* WHAT THE TASK ASKS *
Only the lines below starting at the one containing "An <instance> block" and ending at the one containing "negative clicks: (106, 252)" belong in the answer, each copied exactly.

(Segmentation mask data)
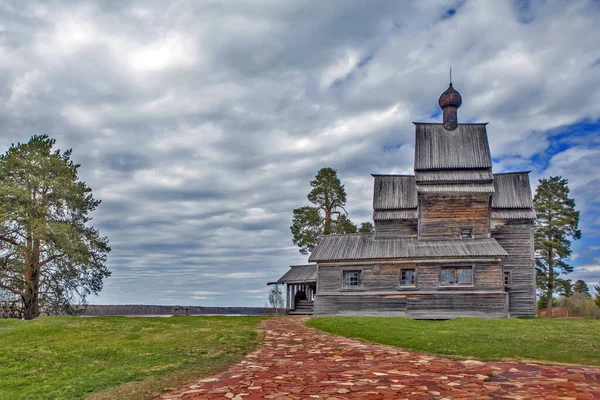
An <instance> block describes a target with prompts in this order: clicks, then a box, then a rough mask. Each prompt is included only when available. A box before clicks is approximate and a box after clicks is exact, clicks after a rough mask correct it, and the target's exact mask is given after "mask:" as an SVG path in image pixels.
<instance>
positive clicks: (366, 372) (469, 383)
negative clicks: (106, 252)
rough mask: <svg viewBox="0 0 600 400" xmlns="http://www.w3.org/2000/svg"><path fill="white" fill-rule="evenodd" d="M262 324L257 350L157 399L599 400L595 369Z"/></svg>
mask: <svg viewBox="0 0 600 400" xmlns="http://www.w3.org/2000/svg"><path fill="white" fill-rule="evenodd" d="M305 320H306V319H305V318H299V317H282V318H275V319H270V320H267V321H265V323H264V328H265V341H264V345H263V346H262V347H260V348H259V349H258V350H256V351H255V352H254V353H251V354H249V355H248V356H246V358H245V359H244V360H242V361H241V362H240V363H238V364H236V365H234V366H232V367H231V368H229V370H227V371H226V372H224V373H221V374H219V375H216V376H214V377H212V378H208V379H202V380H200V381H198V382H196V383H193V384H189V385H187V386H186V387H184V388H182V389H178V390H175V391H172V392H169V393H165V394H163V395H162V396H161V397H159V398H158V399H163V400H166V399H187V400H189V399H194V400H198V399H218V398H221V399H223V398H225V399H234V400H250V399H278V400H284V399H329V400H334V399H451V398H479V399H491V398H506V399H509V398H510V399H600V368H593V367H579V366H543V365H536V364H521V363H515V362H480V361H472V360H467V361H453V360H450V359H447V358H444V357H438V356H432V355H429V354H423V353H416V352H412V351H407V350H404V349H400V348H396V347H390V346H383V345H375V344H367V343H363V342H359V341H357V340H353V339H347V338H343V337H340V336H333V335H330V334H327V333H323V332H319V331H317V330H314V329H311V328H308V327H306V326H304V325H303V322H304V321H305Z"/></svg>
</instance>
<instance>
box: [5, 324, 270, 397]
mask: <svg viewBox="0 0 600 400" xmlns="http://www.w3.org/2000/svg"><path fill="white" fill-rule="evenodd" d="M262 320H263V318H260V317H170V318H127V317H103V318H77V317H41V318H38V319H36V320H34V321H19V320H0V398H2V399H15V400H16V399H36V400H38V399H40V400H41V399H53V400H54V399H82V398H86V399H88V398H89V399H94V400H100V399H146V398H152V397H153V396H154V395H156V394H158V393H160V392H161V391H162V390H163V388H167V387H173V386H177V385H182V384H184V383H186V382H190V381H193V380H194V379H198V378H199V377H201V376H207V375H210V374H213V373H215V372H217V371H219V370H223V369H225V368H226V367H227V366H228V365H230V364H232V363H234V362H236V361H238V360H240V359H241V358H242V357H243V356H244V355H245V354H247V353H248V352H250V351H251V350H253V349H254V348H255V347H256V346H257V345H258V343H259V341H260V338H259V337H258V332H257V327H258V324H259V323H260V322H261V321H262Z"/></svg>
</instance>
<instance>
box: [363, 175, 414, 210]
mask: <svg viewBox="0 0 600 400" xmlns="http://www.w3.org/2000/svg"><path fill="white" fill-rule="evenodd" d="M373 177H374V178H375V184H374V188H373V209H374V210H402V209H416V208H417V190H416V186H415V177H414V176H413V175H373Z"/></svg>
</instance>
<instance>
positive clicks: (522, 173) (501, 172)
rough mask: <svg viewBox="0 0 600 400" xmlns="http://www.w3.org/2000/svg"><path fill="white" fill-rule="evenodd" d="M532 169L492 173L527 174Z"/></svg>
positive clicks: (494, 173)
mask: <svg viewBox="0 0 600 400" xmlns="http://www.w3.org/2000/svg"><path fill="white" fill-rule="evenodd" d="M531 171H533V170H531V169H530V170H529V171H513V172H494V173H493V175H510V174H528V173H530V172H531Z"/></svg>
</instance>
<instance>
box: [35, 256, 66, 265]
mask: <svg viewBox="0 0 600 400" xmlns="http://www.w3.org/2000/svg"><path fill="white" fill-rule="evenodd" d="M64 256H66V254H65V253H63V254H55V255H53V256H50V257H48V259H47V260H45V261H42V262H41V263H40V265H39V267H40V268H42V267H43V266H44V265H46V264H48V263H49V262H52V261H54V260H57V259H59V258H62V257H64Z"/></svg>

...

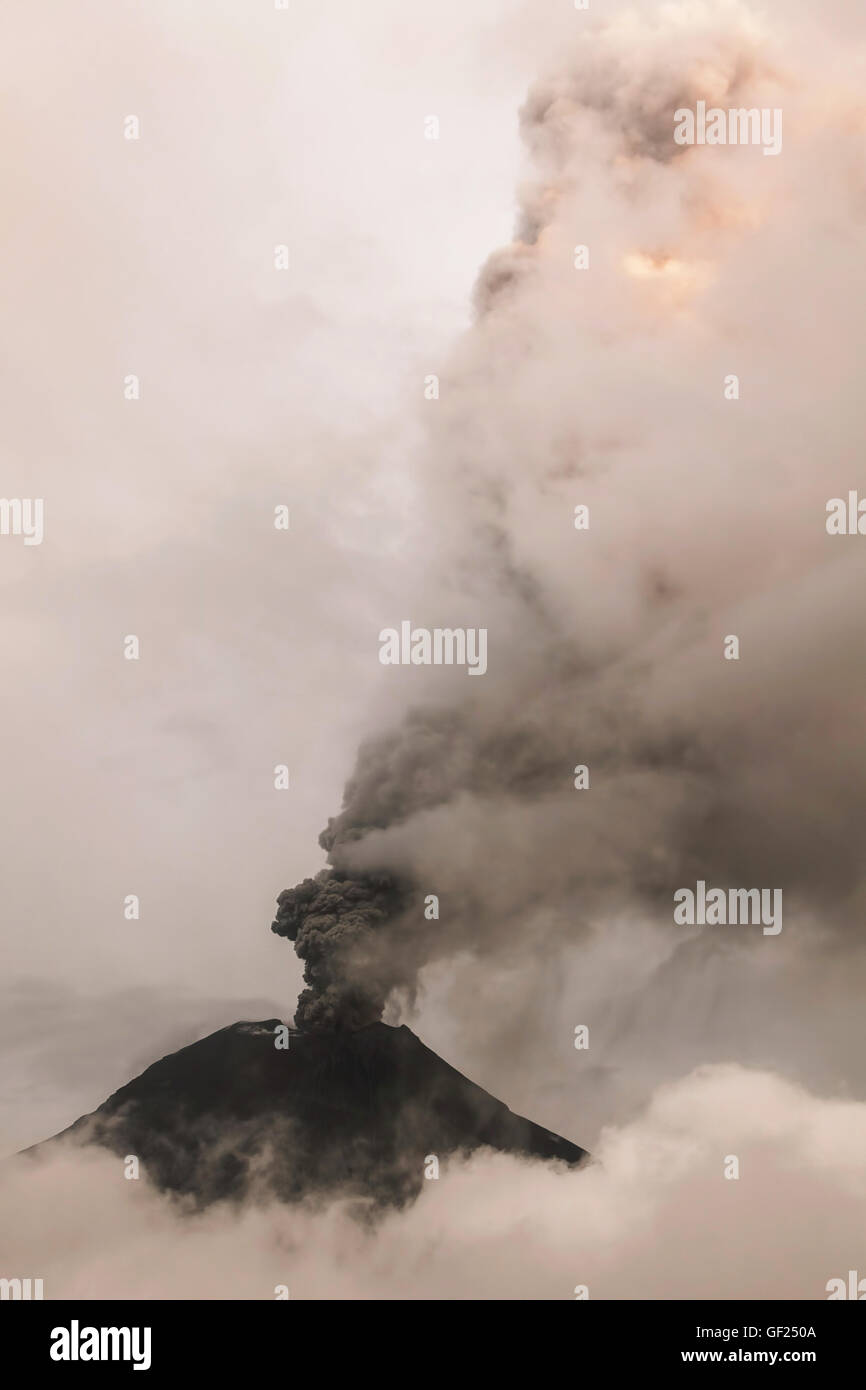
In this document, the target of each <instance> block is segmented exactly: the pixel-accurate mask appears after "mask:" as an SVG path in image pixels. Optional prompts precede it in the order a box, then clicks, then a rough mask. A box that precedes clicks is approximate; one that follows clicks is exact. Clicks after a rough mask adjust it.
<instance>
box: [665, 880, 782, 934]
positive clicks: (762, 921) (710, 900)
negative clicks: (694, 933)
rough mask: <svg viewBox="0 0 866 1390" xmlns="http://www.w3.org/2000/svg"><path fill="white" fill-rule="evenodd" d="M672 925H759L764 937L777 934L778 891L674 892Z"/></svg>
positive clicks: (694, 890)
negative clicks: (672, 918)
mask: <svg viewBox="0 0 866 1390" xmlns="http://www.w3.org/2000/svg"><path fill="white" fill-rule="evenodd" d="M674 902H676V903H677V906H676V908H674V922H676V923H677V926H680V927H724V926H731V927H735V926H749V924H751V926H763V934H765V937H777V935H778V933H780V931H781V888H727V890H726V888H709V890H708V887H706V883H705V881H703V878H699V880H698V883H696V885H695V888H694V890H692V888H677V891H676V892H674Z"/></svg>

* OUTPUT *
An <instance> block describes a target with prompts in this order: clicks, then a box, then a rough mask. Each prompt is included only when available. A box before clicks is approximate and a box after clicks is exact, clicks after a rough mask correct it, and the target's exact mask is given after "mask:" as an SVG path in image pixels.
<instance>
positive clicks: (366, 372) (469, 383)
negative clicks: (106, 252)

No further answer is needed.